* [What you are asked to do]: In the material, take the lines running from the one with "query (the noun phrase to segment): green" through to the end and write them out again, swapping "green flag" for "blue flag" and leaving everything else untouched.

* [Records shown]:
○ ○ ○ ○

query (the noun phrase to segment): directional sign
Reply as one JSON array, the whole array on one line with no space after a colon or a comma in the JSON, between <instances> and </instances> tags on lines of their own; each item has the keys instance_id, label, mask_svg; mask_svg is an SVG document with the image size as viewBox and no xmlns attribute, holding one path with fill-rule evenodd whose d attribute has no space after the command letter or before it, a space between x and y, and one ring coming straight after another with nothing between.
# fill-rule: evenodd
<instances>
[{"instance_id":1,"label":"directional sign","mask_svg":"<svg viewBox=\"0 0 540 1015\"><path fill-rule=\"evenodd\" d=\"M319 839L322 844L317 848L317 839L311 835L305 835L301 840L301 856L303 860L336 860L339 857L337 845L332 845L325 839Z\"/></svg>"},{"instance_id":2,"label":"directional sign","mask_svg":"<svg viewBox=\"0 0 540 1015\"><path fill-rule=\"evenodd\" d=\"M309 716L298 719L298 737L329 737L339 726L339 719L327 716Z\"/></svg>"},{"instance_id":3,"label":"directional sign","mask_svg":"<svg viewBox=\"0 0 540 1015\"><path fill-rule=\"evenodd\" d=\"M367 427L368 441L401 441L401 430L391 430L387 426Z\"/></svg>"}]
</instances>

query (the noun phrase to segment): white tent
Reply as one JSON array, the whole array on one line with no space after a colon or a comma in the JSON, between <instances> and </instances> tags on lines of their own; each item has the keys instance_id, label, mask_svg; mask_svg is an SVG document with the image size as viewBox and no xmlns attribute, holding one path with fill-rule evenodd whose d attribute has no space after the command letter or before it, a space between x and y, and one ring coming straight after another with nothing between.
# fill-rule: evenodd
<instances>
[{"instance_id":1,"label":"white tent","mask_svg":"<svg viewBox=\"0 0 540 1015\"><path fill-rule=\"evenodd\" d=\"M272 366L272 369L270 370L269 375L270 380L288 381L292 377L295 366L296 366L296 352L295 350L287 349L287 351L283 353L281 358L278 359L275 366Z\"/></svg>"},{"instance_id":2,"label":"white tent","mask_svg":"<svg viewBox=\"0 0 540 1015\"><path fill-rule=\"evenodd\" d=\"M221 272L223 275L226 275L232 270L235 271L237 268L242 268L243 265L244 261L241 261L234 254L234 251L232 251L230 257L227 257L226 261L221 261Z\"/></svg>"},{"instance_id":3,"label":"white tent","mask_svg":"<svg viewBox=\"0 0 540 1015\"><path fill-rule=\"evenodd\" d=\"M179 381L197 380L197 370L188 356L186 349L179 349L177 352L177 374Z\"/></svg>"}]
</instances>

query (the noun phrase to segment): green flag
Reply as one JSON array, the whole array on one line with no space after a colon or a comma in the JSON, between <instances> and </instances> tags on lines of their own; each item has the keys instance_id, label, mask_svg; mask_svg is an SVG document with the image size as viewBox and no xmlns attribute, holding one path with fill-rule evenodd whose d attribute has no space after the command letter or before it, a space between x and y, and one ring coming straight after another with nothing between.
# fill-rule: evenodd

○ ○ ○ ○

* [Problem solution]:
query (the noun phrase to segment): blue flag
Reply as one JSON array, the whole array on one line with no space after a colon or a comma in the JSON, between <instances> and </instances> tags on lines of their own; each item has the keys instance_id, label, mask_svg; mask_svg is an SVG document with the image size as viewBox and no xmlns attribute, holding one path with fill-rule evenodd whose d attribute has no space after the command letter or before it, a space between x and y, and one ring coming straight after another with nothing between.
# fill-rule: evenodd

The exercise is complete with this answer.